===== Selected excerpt =====

SCCA demands better access to wolf collar data


The following letter was sent from the Stevens County Cattlemen’s Association to the Washington Department of Fish and Wildlife demanding better access to wolf collar data so incidents like the recent wolf conflict on the Dashiell ranch near Hunters can be avoided:

September 3, 2014

Dear Washington State Department of Fish and Wildlife,

This letter is a formal request from the Stevens County Cattlemen’s Association to ask you to improve your protocols for sharing wolf collar data with producers in wolf pack areas. With at least 8 packs, or suspected packs, in Stevens County, the likelihood for livestock producers to experience wolf conflict is great. That possibility is even greater when producers do not know where the wolves are located and may unknowingly move their animals near a pack or near a den site, as happened on the Dashiell ranch this summer.

===== Material supplied =====

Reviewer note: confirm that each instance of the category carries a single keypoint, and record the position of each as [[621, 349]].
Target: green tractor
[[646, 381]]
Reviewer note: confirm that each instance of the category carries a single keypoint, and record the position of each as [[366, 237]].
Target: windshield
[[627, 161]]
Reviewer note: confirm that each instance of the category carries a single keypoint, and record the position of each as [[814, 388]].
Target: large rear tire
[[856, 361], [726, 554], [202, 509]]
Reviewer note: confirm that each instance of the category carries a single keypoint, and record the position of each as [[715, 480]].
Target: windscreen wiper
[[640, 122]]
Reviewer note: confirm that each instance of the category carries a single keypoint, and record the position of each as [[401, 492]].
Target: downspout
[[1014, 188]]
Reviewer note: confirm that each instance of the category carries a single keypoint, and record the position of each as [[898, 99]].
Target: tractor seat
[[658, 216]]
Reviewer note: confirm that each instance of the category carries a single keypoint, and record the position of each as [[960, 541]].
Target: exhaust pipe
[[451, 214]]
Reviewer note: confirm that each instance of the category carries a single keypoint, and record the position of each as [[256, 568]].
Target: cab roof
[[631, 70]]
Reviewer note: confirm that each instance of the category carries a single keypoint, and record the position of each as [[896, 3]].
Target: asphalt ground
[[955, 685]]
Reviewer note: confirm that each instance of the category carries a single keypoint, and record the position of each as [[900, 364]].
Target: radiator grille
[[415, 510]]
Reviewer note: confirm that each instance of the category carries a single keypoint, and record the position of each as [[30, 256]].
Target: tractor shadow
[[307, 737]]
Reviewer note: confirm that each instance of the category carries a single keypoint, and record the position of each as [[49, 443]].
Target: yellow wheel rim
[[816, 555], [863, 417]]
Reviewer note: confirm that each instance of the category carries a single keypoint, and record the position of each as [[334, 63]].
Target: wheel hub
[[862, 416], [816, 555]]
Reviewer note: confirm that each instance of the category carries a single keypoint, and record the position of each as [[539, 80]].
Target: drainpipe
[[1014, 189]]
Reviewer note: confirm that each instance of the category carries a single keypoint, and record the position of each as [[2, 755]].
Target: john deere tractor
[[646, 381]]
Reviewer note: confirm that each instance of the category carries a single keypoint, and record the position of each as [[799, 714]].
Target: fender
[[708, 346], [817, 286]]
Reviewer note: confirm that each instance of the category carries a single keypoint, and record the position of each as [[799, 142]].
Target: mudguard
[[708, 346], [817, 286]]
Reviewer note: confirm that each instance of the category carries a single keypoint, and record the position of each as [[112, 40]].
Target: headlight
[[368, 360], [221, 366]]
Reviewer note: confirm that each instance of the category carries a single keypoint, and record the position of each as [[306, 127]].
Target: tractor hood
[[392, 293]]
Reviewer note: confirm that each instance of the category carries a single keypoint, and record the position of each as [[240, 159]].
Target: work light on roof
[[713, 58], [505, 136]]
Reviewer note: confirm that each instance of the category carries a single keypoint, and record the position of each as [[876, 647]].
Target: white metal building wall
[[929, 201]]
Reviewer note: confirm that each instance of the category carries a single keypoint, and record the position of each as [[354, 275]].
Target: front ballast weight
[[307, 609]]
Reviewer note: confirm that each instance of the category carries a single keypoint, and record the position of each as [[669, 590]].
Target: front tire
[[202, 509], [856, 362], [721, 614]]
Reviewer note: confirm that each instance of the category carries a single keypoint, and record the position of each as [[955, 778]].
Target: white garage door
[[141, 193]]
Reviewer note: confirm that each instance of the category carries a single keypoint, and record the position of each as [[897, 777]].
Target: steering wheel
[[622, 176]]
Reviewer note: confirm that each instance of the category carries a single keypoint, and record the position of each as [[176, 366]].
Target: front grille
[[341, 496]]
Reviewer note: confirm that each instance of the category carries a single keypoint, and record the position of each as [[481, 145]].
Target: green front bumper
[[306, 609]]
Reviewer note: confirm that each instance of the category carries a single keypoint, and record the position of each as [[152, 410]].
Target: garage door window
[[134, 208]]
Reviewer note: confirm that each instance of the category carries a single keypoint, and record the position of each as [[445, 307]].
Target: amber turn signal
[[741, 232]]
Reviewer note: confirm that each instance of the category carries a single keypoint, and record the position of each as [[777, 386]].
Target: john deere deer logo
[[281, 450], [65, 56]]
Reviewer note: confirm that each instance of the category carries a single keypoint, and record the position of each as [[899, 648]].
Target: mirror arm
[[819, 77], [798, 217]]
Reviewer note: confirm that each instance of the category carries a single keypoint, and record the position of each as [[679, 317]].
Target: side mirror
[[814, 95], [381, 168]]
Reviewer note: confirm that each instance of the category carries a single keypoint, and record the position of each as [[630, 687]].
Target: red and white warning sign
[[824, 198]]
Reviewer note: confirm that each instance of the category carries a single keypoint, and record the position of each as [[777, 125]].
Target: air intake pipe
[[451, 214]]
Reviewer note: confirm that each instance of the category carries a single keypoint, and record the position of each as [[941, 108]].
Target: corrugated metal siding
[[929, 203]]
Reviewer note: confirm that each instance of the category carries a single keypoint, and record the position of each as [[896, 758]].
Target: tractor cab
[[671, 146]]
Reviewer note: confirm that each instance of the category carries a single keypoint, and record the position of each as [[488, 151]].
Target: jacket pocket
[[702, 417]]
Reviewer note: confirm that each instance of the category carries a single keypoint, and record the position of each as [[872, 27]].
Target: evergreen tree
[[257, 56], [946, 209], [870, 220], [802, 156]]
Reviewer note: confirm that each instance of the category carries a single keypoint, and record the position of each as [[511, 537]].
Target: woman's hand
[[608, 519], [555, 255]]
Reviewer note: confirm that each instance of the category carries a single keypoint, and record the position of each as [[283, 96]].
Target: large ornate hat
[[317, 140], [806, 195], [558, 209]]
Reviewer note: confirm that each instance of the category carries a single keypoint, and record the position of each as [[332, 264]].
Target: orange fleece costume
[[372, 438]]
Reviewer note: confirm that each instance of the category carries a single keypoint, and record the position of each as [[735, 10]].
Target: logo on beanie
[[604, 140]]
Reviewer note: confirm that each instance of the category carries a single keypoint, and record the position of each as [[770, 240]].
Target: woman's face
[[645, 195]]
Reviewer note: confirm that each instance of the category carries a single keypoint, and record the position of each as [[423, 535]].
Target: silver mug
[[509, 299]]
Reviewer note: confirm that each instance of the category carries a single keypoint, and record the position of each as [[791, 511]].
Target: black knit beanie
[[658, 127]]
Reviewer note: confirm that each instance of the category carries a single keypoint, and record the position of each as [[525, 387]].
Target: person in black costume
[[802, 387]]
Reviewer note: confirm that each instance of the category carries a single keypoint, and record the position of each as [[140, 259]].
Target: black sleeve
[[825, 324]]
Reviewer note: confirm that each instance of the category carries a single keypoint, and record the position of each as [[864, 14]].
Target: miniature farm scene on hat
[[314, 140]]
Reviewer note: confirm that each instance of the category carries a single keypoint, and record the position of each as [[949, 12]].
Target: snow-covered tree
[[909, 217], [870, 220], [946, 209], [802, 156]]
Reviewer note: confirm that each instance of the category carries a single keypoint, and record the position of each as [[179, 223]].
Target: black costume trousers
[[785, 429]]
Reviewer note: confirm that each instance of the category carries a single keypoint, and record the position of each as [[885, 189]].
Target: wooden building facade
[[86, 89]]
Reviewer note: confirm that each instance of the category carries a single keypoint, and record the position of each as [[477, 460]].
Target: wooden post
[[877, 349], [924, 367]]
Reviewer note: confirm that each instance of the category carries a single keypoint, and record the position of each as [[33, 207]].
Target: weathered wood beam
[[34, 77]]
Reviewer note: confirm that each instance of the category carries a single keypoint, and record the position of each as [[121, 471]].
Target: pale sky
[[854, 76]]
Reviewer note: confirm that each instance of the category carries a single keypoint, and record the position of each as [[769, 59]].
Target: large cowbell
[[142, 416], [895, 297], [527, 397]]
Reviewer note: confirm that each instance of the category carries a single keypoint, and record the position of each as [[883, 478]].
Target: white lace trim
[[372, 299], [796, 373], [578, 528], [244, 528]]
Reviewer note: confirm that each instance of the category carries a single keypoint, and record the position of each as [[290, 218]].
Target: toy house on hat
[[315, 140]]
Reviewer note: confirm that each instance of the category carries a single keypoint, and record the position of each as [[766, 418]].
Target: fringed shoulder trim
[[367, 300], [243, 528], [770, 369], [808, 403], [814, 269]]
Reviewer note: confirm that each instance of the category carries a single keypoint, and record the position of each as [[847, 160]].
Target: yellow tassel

=====

• The tasks
(A) According to the letter on wolf collar data, how many wolf packs or suspected packs are in Stevens County?
(B) Proceed with the letter on wolf collar data, starting after its last sentence.
The listing is material separate from the letter on wolf collar data.

• Responses per task
(A) At least 8.

(B)
You will recall that SCCA asked for collar data for producers last May, prior to the turnout of livestock on U.S. Forest Service grazing allotments on the Colville National Forest. At a meeting between WDFW, the U.S. Forest Service and SCCA we were assured that obtaining collar data would only require a simple liability/release form. However, a week later we were told that producers would have to sign additional agreements, including a Damage Prevention contract in order to access the data. A number of our producers contacted WDFW and Conflict Management Specialist Jay Shepherd asking for the collar data but either received no response or were stopped by additional red tape, technical issues etc.

Given the import of this data, it is time to remove any obstacles and give producers one of the tools they need to prevent wolf conflict. We are demanding that collar data be given to any producer within a 25 mile radius of a wolf pack via a simple liability/release agreement within 30 days or by October 2, 2014. The department should contact those producers in wolf areas, potentially by working with the state Department of Agriculture/brand department to identify and contact producers. Phone calls, a letter or some other direct form of communication should be used to contact those who are within the 25 mile radius of a wolf pack.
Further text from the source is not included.